### AUFGABEN
1. Nenne alle Gruppen, mit denen sich Demokraten laut dem ersten Satz des Textes über den Umgang mit Populisten auseinandersetzen müssen.
2. Setze den Text über den Umgang mit Populisten nach seinem letzten Satz fort.

Wir Demokraten müssen die Auseinandersetzung mit Populisten, Demagogen, Extremisten (immer wieder neu) lernen. Das ist nicht nur Aufgabe der Parlamentarier, sondern ebenso der Bürger. Wir müssen das rechte Maß finden zwischen Verständigungsanstrengung und Konfrontationsbereitschaft. Wie kann inhaltlich-argumentative Debatte gelingen, wenn Austausch und Bestätigung starker Meinungen an die Stelle der Verständigung über Fakten getreten sind? Wie können wir »Hermeneuten der Wut« (Bernhard Pörksen) werden, also zu versachlichendem Streitgespräch verführen? Denn Beschimpfung und Dauerempörung helfen nicht. Aufklärungsarbeit ist nötig. Von Demokraten, die die sprachlichen Manöver der Rechtspopulisten durchschauen.

### BEREITGESTELLTE DATEN
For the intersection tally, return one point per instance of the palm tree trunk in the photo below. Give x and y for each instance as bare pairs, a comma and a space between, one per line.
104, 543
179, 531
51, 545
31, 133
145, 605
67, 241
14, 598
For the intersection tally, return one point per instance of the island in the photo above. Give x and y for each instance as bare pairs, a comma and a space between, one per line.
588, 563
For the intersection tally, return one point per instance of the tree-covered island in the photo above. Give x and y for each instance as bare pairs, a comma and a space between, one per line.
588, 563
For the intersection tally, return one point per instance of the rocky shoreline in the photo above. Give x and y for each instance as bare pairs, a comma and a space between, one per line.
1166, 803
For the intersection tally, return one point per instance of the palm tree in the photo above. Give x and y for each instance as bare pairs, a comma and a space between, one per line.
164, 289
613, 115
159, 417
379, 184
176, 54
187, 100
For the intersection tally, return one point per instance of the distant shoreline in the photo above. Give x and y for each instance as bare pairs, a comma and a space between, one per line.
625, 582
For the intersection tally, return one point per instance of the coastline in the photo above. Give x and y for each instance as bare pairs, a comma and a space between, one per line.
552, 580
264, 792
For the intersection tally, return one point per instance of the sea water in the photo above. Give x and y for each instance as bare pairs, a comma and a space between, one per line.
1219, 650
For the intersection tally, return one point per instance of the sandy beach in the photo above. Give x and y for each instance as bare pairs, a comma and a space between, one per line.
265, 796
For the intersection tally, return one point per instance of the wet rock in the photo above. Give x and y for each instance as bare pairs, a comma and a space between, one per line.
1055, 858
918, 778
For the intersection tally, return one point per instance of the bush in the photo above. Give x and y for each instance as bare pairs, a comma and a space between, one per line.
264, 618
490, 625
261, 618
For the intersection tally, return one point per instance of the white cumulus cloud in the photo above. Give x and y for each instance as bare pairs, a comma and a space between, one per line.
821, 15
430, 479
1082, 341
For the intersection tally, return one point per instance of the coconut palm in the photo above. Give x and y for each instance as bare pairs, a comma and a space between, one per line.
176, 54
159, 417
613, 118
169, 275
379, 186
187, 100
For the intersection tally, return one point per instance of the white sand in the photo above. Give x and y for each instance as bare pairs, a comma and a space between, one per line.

### LÖSUNGEN
1. Populisten, Demagogen, Extremisten

2.
Jana Reissen-Kosch und Thomas Niehr haben die unfairen sprachlichen Methoden der Populisten akribisch untersucht. Aus den Analysen in ihrem Buch können wir, sollten wir lernen.

Berlin, im August 2018

Wolfgang Thierse
Bundestagspräsident a. D.

IM NAMEN DER AUFKLÄRUNG

Warum wir dieses Buch schreiben (mussten)

Rechtspopulistische Politiker und Parteien feiern in vielen europäischen Ländern und in den USA zurzeit sehr große Erfolge. Die AfD in Deutschland, der Front National in Frankreich, Viktor Orbán in Ungarn und Donald Trumps America-First-Politik sind nur die bekanntesten Beispiele. Viele Menschen der westlichen Welt – Süd- und Osteuropa eingeschlossen – folgen den scheinbar plausiblen Lösungsvorschlägen von Rechtspopulisten und geben ihnen ihre Stimme.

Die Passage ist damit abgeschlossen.